Material shown:
<<<<
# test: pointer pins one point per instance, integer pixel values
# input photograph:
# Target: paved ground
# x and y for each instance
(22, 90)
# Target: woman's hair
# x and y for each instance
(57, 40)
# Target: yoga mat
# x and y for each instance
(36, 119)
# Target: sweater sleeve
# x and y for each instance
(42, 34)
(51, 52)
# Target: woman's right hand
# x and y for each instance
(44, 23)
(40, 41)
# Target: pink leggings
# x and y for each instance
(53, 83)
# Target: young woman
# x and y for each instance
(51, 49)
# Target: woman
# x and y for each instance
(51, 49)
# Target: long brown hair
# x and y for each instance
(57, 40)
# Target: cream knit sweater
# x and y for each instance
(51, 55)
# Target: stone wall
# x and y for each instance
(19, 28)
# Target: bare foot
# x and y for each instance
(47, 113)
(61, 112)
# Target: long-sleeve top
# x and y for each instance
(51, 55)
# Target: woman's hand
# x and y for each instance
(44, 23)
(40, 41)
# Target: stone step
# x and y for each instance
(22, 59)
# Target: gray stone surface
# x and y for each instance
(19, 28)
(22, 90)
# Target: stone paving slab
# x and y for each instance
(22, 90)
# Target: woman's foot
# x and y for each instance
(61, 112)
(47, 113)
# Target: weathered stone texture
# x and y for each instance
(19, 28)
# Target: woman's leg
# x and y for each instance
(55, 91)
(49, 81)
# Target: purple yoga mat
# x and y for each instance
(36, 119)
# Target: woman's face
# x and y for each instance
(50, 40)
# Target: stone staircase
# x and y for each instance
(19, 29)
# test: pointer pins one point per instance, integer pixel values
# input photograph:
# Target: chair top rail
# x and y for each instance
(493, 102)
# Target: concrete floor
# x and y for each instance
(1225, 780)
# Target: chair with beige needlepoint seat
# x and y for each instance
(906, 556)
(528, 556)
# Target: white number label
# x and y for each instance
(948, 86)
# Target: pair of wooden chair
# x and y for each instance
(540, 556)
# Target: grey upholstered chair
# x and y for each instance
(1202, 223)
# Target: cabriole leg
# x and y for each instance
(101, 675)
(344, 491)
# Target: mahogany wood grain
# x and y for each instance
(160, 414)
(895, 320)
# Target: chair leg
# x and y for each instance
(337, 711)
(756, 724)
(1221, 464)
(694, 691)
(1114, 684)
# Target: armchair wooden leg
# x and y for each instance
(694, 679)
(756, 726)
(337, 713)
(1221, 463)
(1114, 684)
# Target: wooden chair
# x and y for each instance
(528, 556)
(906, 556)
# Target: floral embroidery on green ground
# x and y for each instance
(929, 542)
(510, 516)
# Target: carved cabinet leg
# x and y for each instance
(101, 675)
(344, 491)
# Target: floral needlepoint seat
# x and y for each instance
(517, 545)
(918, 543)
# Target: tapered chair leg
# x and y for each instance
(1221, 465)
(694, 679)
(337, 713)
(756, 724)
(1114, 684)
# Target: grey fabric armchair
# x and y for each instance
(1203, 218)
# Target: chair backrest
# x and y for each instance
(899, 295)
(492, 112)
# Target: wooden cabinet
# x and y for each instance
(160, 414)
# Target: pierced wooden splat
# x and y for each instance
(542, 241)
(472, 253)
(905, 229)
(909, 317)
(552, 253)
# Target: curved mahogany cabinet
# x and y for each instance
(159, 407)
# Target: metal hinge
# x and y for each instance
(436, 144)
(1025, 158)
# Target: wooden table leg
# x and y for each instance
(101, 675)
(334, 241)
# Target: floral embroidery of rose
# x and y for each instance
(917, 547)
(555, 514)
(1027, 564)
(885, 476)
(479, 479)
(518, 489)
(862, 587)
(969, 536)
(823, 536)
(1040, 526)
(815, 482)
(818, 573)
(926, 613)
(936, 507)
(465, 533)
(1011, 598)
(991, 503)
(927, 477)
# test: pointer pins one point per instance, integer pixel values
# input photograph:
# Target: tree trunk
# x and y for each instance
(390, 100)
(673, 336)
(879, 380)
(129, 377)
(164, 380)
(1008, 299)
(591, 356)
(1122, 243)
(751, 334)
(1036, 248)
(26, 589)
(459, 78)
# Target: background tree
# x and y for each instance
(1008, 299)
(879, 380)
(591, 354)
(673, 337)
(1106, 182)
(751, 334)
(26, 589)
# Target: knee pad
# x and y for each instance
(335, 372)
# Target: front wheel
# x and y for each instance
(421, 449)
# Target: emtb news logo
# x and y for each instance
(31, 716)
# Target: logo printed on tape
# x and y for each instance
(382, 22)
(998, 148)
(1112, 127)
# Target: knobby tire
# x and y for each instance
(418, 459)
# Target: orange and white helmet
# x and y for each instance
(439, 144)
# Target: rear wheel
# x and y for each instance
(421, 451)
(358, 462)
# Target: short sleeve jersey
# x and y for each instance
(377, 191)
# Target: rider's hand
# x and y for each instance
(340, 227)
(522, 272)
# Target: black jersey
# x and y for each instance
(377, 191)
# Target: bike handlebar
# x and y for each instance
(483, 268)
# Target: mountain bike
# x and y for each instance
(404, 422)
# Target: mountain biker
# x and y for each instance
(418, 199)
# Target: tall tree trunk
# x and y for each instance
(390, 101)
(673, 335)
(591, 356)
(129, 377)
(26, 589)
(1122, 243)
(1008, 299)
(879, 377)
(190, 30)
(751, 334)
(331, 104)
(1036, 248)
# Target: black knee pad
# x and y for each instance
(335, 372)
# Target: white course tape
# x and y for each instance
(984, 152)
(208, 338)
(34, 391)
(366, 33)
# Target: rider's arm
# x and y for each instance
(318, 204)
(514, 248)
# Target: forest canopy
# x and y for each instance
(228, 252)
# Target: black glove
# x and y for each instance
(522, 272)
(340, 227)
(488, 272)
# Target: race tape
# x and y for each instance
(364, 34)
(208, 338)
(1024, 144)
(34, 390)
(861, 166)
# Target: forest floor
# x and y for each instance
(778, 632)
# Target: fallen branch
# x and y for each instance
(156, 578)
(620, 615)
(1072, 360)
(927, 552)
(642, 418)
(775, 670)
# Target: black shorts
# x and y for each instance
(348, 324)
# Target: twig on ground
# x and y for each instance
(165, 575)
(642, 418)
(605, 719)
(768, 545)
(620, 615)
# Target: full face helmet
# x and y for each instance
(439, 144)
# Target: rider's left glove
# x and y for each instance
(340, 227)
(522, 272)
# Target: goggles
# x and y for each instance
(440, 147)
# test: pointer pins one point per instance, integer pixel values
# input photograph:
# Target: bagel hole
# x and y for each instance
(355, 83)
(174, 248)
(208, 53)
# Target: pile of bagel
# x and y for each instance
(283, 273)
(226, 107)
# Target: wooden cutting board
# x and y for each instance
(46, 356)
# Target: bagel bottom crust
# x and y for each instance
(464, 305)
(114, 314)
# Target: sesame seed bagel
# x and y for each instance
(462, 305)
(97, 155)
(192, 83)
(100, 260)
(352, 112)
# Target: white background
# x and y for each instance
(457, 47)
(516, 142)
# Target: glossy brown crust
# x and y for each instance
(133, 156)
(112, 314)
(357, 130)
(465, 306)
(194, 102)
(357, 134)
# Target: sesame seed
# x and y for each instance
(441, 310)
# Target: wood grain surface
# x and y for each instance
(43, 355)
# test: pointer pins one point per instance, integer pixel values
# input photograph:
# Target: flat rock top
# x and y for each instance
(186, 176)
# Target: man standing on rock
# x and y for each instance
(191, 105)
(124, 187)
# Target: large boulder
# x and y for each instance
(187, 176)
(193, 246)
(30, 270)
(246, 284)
>>>>
Restate every line of the data word for word.

Solution for this problem:
# test: pointer pins one point per instance, integer pixel values
# input photograph:
# Target: paved ground
# x and y for each instance
(22, 90)
# Target: woman's hair
# x and y for each instance
(57, 40)
# Target: yoga mat
# x and y for each instance
(36, 119)
# Target: sweater sleeve
# x and y for each instance
(42, 34)
(51, 52)
# Target: woman's right hand
# x and y for each instance
(44, 23)
(40, 41)
# Target: pink leggings
# x and y for each instance
(53, 83)
# Target: young woman
# x and y for each instance
(51, 49)
# Target: woman
# x and y for each instance
(51, 49)
# Target: long brown hair
# x and y for each instance
(57, 40)
# Target: cream knit sweater
# x and y for each instance
(51, 55)
# Target: stone wall
# x and y for each instance
(19, 28)
# Target: bare foot
# x and y for each instance
(47, 113)
(61, 112)
# Target: long-sleeve top
# x and y for each instance
(51, 55)
# Target: woman's hand
# x and y for each instance
(44, 23)
(40, 41)
# Target: stone step
# x and y for each instance
(22, 59)
# Target: gray stone surface
# x and y for each instance
(19, 28)
(22, 90)
# Target: stone paving slab
# x and y for each instance
(22, 90)
# Target: woman's foot
# x and y for each instance
(61, 112)
(47, 113)
# Target: weathered stone texture
# x and y for each instance
(19, 28)
# Target: woman's leg
# x and y for each instance
(55, 91)
(49, 81)
# Target: purple yoga mat
# x and y for each instance
(36, 119)
# Target: woman's face
# x and y for each instance
(50, 40)
# Target: stone staircase
# x and y for each instance
(19, 29)
# test: pointer pins one point per instance, integer pixel values
# input photograph:
# Target: chair top rail
# x and y for each instance
(493, 102)
# Target: concrete floor
# x and y for each instance
(1225, 780)
# Target: chair with beige needlepoint seat
# x and y for each instance
(906, 556)
(528, 556)
# Target: white number label
# x and y for each instance
(948, 86)
# Target: pair of wooden chair
# x and y for each instance
(540, 556)
# Target: grey upholstered chair
# x and y for each instance
(1202, 223)
# Target: cabriole leg
# x and y for each instance
(101, 675)
(344, 491)
# Target: mahogany wood grain
# x and y for each instance
(160, 414)
(895, 320)
# Target: chair leg
# x and y for each instance
(337, 711)
(756, 724)
(1221, 464)
(694, 691)
(1114, 684)
# Target: armchair wooden leg
# x and y for each instance
(694, 679)
(756, 726)
(337, 713)
(1221, 463)
(1114, 684)
# Target: wooden chair
# x and y for each instance
(528, 556)
(906, 556)
# Target: floral embroidery on green ground
# x and y for each instance
(929, 542)
(510, 516)
# Target: carved cabinet leg
# x and y for each instance
(101, 675)
(344, 491)
# Target: floral needlepoint seat
# x and y for each instance
(517, 545)
(918, 543)
# Target: tapered chair leg
# x and y for each instance
(1221, 465)
(694, 679)
(337, 713)
(756, 724)
(1114, 684)
# Target: grey fabric armchair
# x and y for each instance
(1203, 218)
# Target: chair backrest
# x and y for each instance
(899, 295)
(492, 112)
# Target: wooden cabinet
# x and y for each instance
(160, 414)
# Target: pierced wooden splat
# x and y for each instance
(542, 241)
(472, 253)
(905, 229)
(909, 317)
(552, 253)
# Target: curved mahogany cabinet
# x and y for each instance
(159, 407)
# Target: metal hinge
# x and y for each instance
(436, 144)
(1025, 158)
# Target: wooden table leg
# x and y for each instance
(101, 675)
(334, 241)
# Target: floral embroidery of rose
# x and y for each instance
(917, 547)
(555, 514)
(1027, 564)
(885, 476)
(479, 479)
(518, 489)
(862, 587)
(969, 536)
(823, 536)
(1040, 526)
(815, 482)
(818, 573)
(926, 613)
(936, 507)
(465, 533)
(1011, 598)
(991, 503)
(927, 477)
# test: pointer pins one point per instance, integer pixel values
# input photograph:
# Target: tree trunk
# x and y for each instance
(390, 100)
(673, 336)
(879, 380)
(129, 377)
(164, 380)
(1008, 299)
(591, 356)
(1122, 243)
(751, 334)
(1036, 248)
(26, 589)
(459, 78)
# Target: background tree
# x and y for each instance
(1008, 299)
(879, 380)
(591, 354)
(673, 337)
(1106, 182)
(751, 334)
(26, 589)
# Target: knee pad
# x and y for each instance
(335, 372)
# Target: front wheel
# x and y for each instance
(421, 449)
# Target: emtb news logo
# x and y for each instance
(31, 716)
# Target: logo printed on tape
# x and y for each instance
(382, 22)
(998, 148)
(1112, 127)
# Target: knobby tire
# x and y for each instance
(418, 459)
# Target: orange and white helmet
# x and y for each instance
(439, 144)
# Target: rear wheel
# x and y for each instance
(421, 451)
(358, 462)
# Target: short sleeve jersey
# x and y for each instance
(377, 191)
# Target: rider's hand
# x and y for each instance
(340, 227)
(522, 272)
# Target: black jersey
# x and y for each instance
(377, 191)
# Target: bike handlebar
# x and y for each instance
(483, 268)
# Target: mountain bike
# x and y for each instance
(404, 422)
# Target: mountain biker
# x and y for each instance
(418, 199)
# Target: tall tree trunk
# x and y for each instance
(390, 101)
(673, 335)
(591, 356)
(129, 377)
(26, 589)
(1122, 243)
(1008, 299)
(879, 377)
(190, 30)
(751, 334)
(331, 104)
(1036, 248)
# Target: black knee pad
# x and y for each instance
(335, 372)
# Target: white course tape
# x and y for each instance
(984, 152)
(208, 338)
(34, 391)
(366, 33)
# Target: rider's arm
# x and y for each instance
(318, 204)
(514, 248)
# Target: forest canopy
# x and y for each instance
(228, 252)
# Target: black glove
# x and y for each instance
(522, 272)
(340, 227)
(488, 272)
# Target: race tape
# x and y for each instance
(364, 34)
(208, 338)
(1024, 144)
(34, 390)
(861, 166)
# Target: forest floor
# x and y for each instance
(778, 632)
# Target: fallen branch
# x and y for each instance
(156, 578)
(620, 615)
(1072, 360)
(927, 552)
(642, 418)
(775, 670)
# Target: black shorts
# x and y for each instance
(348, 324)
# Target: twig on ground
# x and y for each instance
(165, 575)
(642, 418)
(605, 719)
(768, 545)
(620, 615)
# Target: full face helmet
# x and y for each instance
(439, 144)
# Target: rider's left glove
# x and y for each instance
(340, 227)
(522, 272)
# Target: goggles
# x and y for each instance
(440, 147)
# test: pointer pins one point per instance, integer pixel values
# input photograph:
# Target: bagel hole
# x and y for each instance
(355, 83)
(174, 248)
(208, 53)
# Target: pile of bagel
# x and y for each instance
(283, 273)
(226, 107)
# Target: wooden cutting board
# x and y for each instance
(46, 356)
# Target: bagel bottom crust
# x and y for each instance
(464, 305)
(114, 314)
# Target: sesame seed bagel
# x and y for each instance
(462, 305)
(97, 155)
(192, 83)
(100, 260)
(352, 112)
# Target: white background
# x and y for each instance
(457, 47)
(516, 142)
# Target: glossy brown crust
# x and y for each instance
(133, 156)
(112, 314)
(357, 130)
(465, 306)
(194, 102)
(357, 134)
# Target: sesame seed
# x and y for each instance
(441, 310)
# Target: wood grain surface
# x and y for each instance
(43, 355)
# test: pointer pins one point per instance, integer pixel values
# input photograph:
# Target: flat rock top
# x and y for each instance
(186, 176)
# Target: man standing on rock
# x and y for each instance
(191, 105)
(124, 187)
# Target: large boulder
# x and y for each instance
(187, 176)
(193, 246)
(30, 270)
(246, 284)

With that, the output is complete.